Bogor (VoA-Islam) - Di Gunung Sindur, Bogor,
Jawa Barat, tempat mantan Katolik Bukhori Firmansyah tinggal, rupanya
diam-diam ia membendung Kristenisasi dengan cara simpati. Tampil low profil,
ia memberi solusi permasalahan yang ada di masyarakat. Misalnya, petani
yang mengeluh panennya gagal, akibat tak punya uang untuk membeli bibit
dan pupuk, lalu oleh Bukhori diusahakan membantu mencari solusinya.
“Ketika saya tanya, berapa biaya yang dibutuhkan untuk beli bibit
plus pupuknya? Dia jawab, Rp. 200 ribu. Lalu saya coba membantu. Yang
jelas, saya bukan orang kaya, tapi saya carikan uang untuk beli bibit
dan pupuk dari orang yang dermawan. Saya ini miskin, tapi rumah ini
seperti rumahnya orang kaya. Setiap ada masalah, pasti datangnya ke
rumah ini. Yang anaknya sakit, mengadunya juga ke sini,” ungkap Bukhori
tanpa bermaksud riya.

-=-=-

URAIAN TUGAS:
Tulis ulang seluruh kutipan berita tentang Bukhori Firmansyah di atas tanpa perubahan sedikit pun.

Entri pelabelan lokasi gambar:
-=-=-

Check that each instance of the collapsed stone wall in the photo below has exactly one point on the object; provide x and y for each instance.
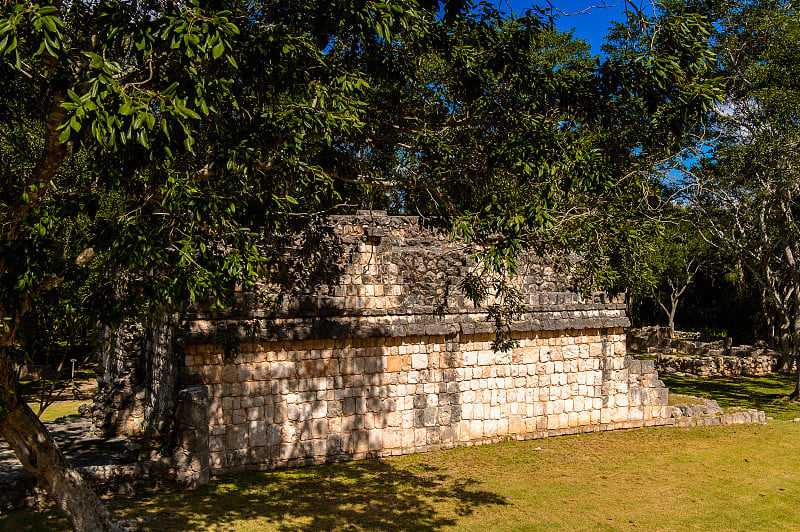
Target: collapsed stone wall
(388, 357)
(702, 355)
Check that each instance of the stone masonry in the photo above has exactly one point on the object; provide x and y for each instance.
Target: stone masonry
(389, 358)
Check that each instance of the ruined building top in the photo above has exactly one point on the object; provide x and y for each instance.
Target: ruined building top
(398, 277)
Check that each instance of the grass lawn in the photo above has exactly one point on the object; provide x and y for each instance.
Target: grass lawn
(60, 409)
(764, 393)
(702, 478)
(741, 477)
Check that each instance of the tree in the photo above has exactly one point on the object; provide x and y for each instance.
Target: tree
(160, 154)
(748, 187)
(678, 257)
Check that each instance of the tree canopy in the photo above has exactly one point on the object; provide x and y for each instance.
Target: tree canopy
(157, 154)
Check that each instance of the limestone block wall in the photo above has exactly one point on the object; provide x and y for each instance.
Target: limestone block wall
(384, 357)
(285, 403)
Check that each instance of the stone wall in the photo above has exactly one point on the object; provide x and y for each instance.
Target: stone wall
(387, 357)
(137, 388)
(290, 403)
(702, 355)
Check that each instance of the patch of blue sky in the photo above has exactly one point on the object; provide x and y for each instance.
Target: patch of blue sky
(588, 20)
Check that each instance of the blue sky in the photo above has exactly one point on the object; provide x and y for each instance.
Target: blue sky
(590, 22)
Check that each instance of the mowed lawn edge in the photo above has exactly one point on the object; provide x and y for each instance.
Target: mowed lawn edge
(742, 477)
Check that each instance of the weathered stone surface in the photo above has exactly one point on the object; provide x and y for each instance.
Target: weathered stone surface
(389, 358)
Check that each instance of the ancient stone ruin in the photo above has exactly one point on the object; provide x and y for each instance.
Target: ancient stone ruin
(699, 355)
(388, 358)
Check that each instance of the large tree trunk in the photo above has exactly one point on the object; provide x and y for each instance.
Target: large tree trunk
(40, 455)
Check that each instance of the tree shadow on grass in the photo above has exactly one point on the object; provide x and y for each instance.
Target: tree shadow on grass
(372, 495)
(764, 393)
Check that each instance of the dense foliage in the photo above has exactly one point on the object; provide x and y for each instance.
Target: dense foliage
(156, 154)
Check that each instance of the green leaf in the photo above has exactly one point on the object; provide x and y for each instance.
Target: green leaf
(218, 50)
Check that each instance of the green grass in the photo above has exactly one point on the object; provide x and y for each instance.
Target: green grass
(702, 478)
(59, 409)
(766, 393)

-=-=-

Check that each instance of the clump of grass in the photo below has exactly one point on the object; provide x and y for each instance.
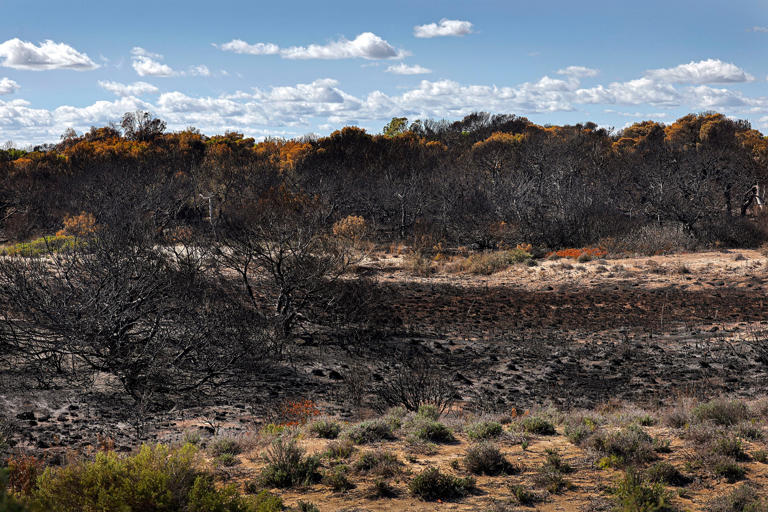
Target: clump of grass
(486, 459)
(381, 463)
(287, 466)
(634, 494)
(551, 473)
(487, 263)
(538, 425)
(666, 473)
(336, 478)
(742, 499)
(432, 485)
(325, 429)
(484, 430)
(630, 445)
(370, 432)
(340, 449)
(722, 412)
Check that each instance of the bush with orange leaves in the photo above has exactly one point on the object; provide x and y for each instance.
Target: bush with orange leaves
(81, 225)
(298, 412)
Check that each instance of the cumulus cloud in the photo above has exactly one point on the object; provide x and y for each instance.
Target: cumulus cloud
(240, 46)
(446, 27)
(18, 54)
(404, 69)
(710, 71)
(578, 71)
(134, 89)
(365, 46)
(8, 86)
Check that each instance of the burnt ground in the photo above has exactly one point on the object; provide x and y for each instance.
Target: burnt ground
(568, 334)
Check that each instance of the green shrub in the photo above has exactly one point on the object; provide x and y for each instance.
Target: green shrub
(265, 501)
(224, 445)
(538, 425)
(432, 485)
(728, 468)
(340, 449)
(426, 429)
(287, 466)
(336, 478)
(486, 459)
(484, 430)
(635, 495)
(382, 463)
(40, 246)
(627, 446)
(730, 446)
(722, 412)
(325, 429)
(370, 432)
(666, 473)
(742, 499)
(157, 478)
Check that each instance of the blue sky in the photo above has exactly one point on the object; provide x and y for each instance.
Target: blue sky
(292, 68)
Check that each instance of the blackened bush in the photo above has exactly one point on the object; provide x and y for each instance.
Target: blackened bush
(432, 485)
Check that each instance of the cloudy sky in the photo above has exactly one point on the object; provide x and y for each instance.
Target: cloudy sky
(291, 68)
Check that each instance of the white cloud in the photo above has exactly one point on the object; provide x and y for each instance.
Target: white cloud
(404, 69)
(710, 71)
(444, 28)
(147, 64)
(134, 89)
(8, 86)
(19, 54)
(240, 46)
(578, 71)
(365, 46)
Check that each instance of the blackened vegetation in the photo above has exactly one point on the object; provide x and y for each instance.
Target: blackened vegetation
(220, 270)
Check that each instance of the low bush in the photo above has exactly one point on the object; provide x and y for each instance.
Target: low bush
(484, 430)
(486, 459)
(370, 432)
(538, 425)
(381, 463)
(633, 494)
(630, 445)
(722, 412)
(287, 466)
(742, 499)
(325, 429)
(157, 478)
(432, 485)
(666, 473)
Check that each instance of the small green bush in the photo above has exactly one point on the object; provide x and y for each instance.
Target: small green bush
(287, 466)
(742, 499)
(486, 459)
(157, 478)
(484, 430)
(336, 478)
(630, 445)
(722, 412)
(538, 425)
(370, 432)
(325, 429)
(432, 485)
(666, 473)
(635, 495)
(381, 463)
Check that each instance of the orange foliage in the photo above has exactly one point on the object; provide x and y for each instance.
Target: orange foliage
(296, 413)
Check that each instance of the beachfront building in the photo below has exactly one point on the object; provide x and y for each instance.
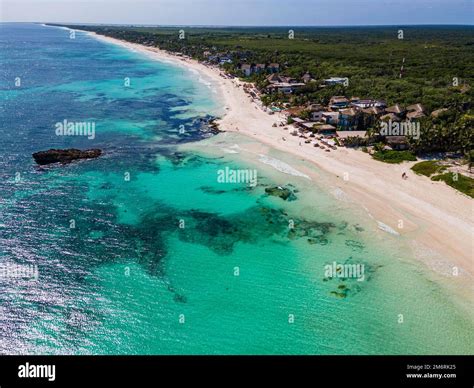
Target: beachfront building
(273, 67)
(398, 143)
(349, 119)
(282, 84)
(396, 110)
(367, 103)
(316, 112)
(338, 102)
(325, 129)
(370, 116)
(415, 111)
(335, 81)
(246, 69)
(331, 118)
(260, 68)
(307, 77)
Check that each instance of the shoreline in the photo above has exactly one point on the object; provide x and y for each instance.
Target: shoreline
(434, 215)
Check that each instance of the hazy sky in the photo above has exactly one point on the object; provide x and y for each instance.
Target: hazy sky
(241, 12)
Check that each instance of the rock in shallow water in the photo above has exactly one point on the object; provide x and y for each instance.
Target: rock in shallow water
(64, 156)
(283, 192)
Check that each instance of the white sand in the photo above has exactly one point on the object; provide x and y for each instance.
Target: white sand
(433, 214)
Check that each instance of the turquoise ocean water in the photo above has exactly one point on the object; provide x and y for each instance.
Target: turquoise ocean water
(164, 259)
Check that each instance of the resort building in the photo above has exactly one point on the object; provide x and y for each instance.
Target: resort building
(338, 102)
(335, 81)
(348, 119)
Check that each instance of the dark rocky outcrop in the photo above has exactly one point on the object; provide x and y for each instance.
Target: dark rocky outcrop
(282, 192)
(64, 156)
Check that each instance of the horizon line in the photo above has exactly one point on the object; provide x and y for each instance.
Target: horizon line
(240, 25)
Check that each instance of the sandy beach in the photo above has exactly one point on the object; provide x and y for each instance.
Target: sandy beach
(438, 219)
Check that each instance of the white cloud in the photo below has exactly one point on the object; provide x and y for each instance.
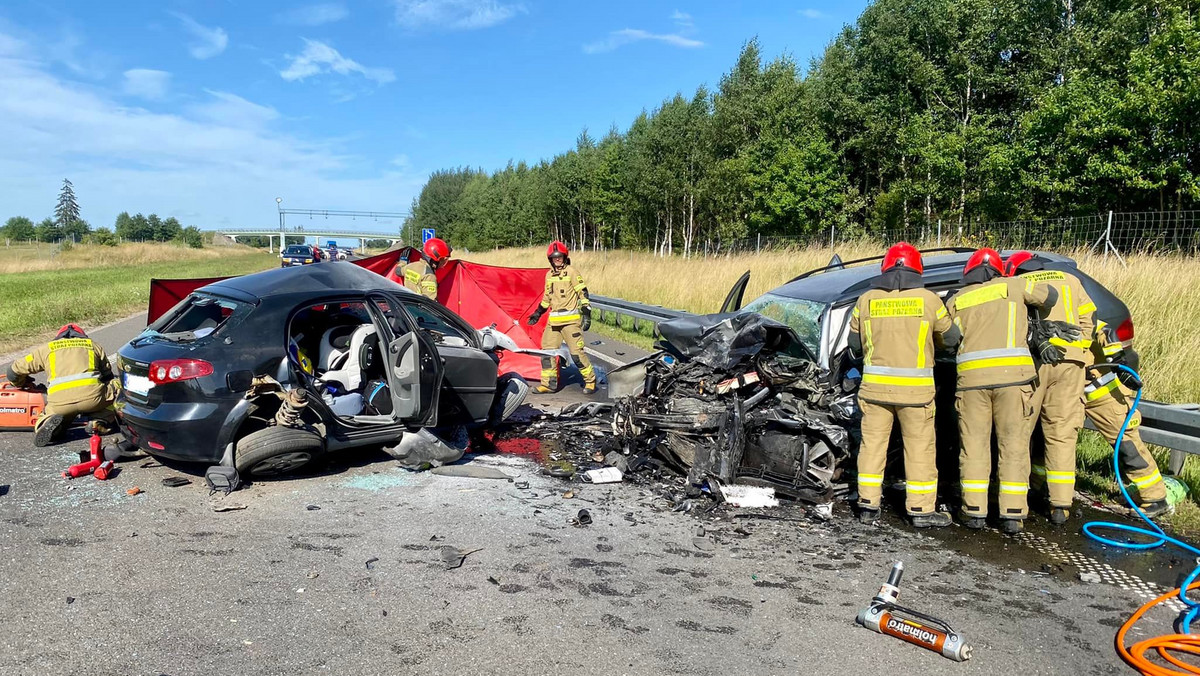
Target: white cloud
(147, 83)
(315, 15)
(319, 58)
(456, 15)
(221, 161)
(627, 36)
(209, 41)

-=-=-

HASIL:
Bogor (VoA-Islam) - Di Gunung Sindur, Bogor,
Jawa Barat, tempat mantan Katolik Bukhori Firmansyah tinggal, rupanya
diam-diam ia membendung Kristenisasi dengan cara simpati. Tampil low profil,
ia memberi solusi permasalahan yang ada di masyarakat. Misalnya, petani
yang mengeluh panennya gagal, akibat tak punya uang untuk membeli bibit
dan pupuk, lalu oleh Bukhori diusahakan membantu mencari solusinya.
“Ketika saya tanya, berapa biaya yang dibutuhkan untuk beli bibit
plus pupuknya? Dia jawab, Rp. 200 ribu. Lalu saya coba membantu. Yang
jelas, saya bukan orang kaya, tapi saya carikan uang untuk beli bibit
dan pupuk dari orang yang dermawan. Saya ini miskin, tapi rumah ini
seperti rumahnya orang kaya. Setiap ada masalah, pasti datangnya ke
rumah ini. Yang anaknya sakit, mengadunya juga ke sini,” ungkap Bukhori
tanpa bermaksud riya.